— PAGE EXTRACT —
Exploring Europe's Biggest Cities by Train

Thanks to its close geographic location to the UK, the European mainland is an easily accessible and popular destination for many. Yet, whilst traditional holidays may have looked towards flights and ferry crossings when planning their trip, nowadays there is a new way to explore Europe – by train.

Rail holidays, no matter what their destination, offer plenty of benefits to travellers. Giving you the chance to truly enjoy the sights of different cities whilst being transported in a luxurious and relaxing carriage, European city weekend breaks are the perfect rail holiday experiences – but where can you go?


The city of romance, Paris is always top of the list when it comes to European cities. From the imposing structure of the Eiffel Tower to the elegance of the Sacré Cœur and Notre Dame, this is one city packed with history and intrigue.

Make sure you sample some of the local delicacies to get a true feel for the French way of life. With plenty of rail holidays passing through Paris as they follow the River Seine, you can also explore famous regions such as the Dordogne, Nice and Lille.

When to visit: winter is a great time to see the illuminated Eiffel Tower matched by festive decorations and sample Christmas markets whilst summer gives you chance to watch the waters of the Seine sparkle under the sun.


Another fantastic European city, Brussels boasts impressive architecture, a warm welcome and plenty of Belgian chocolate! The city's location makes it a capital for the European Union, being nestled in the crossroads between Germanic and Romance provinces. Despite the strong integration of different cultures that this produces in the city, Brussels still has its own charm and identity unlike anything else found in Europe.

Whether you choose to take a rail tour of the city on its own or combine it with a trip across other notable destinations – including the medieval city of Bruges – Brussels will provide plenty of intrigue.

When to visit: to avoid the crowds and peak prices, travel in early summer or early autumn; the climate will also be more temperate at this time.


A bustling calendar of festivals and events, Amsterdam is one city that knows how to party. Yet, alongside its coffee shops and famous red light district, there is plenty more to this influential city.

The site of the Anne Frank House, Amsterdam has become a cultural and historical mecca for those who want a glimpse into this dark period in history. These attractions and the stunning natural scenery draw in excess of 3 million tourists each year, with rail holidays offering a unique way to explore a city which is more commonly associated with the pedal power of bicycles.

When to visit: a great city to visit at any time of year, those looking for a cheaper deal may want to look at off-peak periods, just outside of summertime, to avoid the crowds.

— GOAL OF THE EXERCISE —
According to the article on exploring Europe's biggest cities by train, when should travelers visit Brussels to avoid the crowds and peak prices? The material after this point was taken from a different source.

[Stored data]
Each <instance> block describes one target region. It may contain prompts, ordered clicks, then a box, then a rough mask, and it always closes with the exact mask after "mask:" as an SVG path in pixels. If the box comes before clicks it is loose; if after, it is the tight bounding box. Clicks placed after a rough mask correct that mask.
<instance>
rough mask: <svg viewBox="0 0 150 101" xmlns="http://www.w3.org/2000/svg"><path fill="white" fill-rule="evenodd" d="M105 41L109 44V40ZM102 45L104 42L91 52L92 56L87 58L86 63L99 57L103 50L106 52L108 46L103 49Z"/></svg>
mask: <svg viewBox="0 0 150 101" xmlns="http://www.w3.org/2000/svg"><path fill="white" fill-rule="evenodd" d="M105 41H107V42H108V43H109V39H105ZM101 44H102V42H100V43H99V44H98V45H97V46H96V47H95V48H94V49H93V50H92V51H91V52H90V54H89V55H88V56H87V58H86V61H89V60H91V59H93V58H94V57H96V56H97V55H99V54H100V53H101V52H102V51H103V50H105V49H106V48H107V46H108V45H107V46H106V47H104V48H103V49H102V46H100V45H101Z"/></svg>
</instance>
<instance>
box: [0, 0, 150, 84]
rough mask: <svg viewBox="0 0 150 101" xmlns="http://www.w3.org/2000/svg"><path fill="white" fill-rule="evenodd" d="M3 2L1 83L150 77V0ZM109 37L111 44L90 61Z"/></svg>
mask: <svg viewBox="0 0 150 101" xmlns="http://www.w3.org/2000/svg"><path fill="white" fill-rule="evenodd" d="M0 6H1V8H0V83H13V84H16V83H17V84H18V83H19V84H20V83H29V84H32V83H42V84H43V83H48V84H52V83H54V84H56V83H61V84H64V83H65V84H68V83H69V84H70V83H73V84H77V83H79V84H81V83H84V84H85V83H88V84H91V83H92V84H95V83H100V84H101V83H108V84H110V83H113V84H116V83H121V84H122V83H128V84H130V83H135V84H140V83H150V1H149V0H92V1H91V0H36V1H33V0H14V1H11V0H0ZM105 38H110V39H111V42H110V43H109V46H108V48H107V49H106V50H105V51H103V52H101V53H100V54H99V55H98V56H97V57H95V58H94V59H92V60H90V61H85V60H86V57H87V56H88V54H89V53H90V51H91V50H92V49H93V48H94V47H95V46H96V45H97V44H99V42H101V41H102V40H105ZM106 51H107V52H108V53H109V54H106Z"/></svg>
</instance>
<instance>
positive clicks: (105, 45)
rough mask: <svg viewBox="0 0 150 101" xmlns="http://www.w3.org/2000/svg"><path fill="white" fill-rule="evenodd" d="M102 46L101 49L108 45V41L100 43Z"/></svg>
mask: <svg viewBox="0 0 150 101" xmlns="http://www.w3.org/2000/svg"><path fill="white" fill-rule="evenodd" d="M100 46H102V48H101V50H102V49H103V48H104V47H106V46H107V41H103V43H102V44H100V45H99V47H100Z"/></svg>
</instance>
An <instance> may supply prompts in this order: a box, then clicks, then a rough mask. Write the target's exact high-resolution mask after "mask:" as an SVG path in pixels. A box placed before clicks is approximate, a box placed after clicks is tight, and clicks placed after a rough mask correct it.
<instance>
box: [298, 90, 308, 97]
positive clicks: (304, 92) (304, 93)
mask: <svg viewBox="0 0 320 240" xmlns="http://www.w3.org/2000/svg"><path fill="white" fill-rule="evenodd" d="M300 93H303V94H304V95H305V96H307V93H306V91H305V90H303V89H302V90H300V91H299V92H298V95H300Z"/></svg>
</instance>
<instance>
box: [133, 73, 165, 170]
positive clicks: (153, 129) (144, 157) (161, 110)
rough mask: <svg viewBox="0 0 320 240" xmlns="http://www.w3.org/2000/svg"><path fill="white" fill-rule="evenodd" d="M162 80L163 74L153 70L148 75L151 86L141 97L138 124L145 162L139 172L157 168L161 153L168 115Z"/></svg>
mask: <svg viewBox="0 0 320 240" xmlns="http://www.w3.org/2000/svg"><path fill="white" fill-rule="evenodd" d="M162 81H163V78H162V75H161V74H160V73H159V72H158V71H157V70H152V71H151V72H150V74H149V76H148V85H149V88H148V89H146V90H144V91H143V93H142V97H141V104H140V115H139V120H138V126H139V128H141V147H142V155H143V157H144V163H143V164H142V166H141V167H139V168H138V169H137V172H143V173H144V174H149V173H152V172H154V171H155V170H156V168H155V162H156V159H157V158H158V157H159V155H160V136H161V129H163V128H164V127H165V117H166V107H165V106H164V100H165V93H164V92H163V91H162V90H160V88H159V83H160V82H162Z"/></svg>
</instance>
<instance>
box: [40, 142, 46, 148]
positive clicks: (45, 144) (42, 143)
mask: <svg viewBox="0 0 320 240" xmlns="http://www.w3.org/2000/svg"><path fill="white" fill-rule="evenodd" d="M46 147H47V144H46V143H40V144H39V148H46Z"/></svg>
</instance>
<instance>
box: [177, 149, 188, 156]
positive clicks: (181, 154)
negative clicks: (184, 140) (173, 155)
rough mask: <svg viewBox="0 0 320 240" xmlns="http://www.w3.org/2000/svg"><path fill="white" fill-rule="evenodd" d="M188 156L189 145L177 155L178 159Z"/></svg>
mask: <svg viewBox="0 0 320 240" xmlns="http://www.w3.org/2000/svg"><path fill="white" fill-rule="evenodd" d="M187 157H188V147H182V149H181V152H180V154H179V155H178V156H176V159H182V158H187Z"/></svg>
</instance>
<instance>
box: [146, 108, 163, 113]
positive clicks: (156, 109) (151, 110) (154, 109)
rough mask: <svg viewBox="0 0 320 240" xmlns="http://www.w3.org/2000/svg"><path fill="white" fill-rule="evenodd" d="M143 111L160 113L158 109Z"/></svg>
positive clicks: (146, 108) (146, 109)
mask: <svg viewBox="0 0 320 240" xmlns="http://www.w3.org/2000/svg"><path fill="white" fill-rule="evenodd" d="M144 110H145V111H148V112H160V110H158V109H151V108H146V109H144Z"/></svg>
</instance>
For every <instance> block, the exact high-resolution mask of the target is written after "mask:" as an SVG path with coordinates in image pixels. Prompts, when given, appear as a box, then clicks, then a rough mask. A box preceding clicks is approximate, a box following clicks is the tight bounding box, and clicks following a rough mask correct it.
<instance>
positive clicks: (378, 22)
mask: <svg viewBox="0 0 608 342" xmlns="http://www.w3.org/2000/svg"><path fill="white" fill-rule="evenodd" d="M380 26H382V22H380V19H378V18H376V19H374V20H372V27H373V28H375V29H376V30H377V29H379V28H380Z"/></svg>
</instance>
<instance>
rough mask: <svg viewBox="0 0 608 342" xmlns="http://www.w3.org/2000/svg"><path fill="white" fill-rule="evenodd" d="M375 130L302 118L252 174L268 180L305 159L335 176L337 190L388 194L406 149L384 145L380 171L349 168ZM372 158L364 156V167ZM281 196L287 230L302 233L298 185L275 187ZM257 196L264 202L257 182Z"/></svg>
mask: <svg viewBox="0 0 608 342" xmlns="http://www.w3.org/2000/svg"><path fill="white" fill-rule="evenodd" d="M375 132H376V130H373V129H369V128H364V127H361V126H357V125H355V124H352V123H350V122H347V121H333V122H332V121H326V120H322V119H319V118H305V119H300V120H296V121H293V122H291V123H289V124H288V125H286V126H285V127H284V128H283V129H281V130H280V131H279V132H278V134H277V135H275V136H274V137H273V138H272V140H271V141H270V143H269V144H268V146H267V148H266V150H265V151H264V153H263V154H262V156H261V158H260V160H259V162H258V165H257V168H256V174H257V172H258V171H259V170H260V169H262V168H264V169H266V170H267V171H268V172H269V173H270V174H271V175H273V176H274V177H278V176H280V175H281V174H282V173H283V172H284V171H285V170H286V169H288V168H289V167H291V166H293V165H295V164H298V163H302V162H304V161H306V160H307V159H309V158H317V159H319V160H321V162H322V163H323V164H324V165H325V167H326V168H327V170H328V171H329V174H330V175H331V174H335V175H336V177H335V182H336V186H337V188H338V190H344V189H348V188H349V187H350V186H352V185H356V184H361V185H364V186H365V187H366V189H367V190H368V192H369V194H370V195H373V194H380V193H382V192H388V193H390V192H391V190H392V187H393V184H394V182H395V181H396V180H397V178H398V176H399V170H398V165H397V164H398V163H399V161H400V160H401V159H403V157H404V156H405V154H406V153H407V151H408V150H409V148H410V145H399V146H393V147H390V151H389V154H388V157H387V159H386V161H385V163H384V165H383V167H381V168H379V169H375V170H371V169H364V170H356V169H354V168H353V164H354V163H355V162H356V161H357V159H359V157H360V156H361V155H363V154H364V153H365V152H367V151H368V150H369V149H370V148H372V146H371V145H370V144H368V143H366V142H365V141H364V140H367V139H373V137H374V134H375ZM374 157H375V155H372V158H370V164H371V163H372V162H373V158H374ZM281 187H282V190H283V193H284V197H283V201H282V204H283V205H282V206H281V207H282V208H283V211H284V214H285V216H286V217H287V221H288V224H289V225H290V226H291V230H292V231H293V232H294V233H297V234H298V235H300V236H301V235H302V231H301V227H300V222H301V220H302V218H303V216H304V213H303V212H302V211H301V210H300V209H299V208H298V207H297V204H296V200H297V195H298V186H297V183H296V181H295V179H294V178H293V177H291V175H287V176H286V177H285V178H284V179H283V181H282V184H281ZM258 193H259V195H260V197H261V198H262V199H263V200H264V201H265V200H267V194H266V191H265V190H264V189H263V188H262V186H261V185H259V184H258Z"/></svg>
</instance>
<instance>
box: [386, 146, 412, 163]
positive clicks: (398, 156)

— SOLVED EXERCISE —
In early summer or early autumn.